• Prompt
Repeat every line of the data below without changing anything.

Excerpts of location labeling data
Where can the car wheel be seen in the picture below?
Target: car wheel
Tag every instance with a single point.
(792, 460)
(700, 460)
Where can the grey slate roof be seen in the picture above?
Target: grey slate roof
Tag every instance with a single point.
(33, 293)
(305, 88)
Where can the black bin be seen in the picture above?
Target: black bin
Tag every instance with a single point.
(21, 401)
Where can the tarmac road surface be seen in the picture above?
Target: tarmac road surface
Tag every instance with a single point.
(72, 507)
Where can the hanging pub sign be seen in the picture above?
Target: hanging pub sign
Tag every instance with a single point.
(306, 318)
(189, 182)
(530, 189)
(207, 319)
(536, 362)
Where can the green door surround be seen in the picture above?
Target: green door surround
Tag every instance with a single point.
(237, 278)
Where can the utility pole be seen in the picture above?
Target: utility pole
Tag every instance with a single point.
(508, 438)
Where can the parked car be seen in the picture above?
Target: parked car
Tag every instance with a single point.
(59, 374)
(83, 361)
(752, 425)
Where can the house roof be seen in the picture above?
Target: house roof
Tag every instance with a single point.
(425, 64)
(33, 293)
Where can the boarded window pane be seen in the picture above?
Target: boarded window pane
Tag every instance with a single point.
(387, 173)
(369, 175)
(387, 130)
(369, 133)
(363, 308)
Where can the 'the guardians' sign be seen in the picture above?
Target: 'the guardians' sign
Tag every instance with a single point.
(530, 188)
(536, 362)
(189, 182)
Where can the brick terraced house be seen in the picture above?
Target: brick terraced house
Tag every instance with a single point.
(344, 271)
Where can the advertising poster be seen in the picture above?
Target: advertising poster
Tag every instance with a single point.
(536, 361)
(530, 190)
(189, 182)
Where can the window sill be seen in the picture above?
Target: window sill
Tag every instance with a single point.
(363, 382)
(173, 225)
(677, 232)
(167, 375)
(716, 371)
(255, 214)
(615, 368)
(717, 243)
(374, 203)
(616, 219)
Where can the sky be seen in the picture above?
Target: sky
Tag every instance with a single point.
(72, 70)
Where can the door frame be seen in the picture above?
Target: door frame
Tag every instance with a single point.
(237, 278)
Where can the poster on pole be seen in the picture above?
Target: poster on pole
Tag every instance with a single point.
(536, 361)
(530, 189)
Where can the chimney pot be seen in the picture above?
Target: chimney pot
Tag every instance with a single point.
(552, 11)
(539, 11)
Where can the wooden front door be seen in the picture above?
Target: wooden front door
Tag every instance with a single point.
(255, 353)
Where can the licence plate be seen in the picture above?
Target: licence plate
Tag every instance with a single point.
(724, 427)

• Response below
Where can the car wheel be seen in the picture below?
Target: car wheel
Tag every instance with a single point.
(792, 460)
(700, 460)
Where can the grey slate roof be seen in the picture above?
Target: grey slate roof
Tag every instance with a single point.
(33, 293)
(305, 88)
Where can the black bin be seen in the picture above?
Target: black bin
Tag every instance with a single point.
(21, 401)
Where can the tarmac road surface be seen in the picture above?
Target: tarmac road surface
Tag every instance with a single point.
(72, 507)
Where can the hanging pub sign be seen in the picture above?
Target: hanging pub sign
Tag every instance with a single point.
(306, 318)
(189, 182)
(530, 189)
(207, 319)
(536, 362)
Where can the green door surround be seen in the picture above?
Target: green door surround
Tag every instance with a single point.
(237, 278)
Where can the utility pole be seen in the picture above?
Target: utility pole
Tag every instance with a single point.
(508, 438)
Where can the parked car be seen in the picture above?
Target: parked car
Tag every instance with a single point.
(59, 374)
(83, 361)
(752, 425)
Where can the house roof be seen in the picture above?
Target: house roof
Tag every instance with a single point.
(425, 64)
(33, 293)
Where can the boarded window pane be seen in the picture above?
Target: boarded window pane
Tag every instance with a single point.
(387, 173)
(369, 175)
(387, 130)
(369, 133)
(363, 308)
Where can the 'the guardians' sign be seen in the picture above?
Target: 'the guardians' sign
Tag every instance with a single point.
(530, 188)
(536, 362)
(189, 182)
Where can the brick terraced house be seen in the picture above?
Target: brick terraced house
Tag every instance with a single point.
(344, 271)
Where can the advertising poster be seen in the picture above?
Target: advertising poster
Tag every instance with a single point.
(536, 361)
(530, 190)
(189, 182)
Where can the window sill be seen in the picture above?
Target: window sill
Tag every instance with a single point.
(363, 382)
(173, 225)
(677, 232)
(167, 375)
(716, 371)
(255, 214)
(615, 368)
(717, 243)
(374, 203)
(616, 219)
Where can the sky be seen in the picture above?
Target: sky
Tag every instance with a single point.
(72, 70)
Where can the door frame be seen in the picture above?
Target: door frame
Tag every instance with a single point.
(237, 278)
Where can the poster on pole be seen in the picture above?
Target: poster on pole
Tag every instance with a single point.
(536, 361)
(530, 189)
Where can the chimney pot be seen in the picture above?
Target: chimney pot
Tag every instance with a single point.
(552, 11)
(539, 11)
Where can the wooden front door be seen in the picture above?
Target: wooden front door
Tag every instance with a single point.
(255, 353)
Where can the licence plate be seen in the picture above?
Target: licence plate
Tag every instance with a single point.
(724, 427)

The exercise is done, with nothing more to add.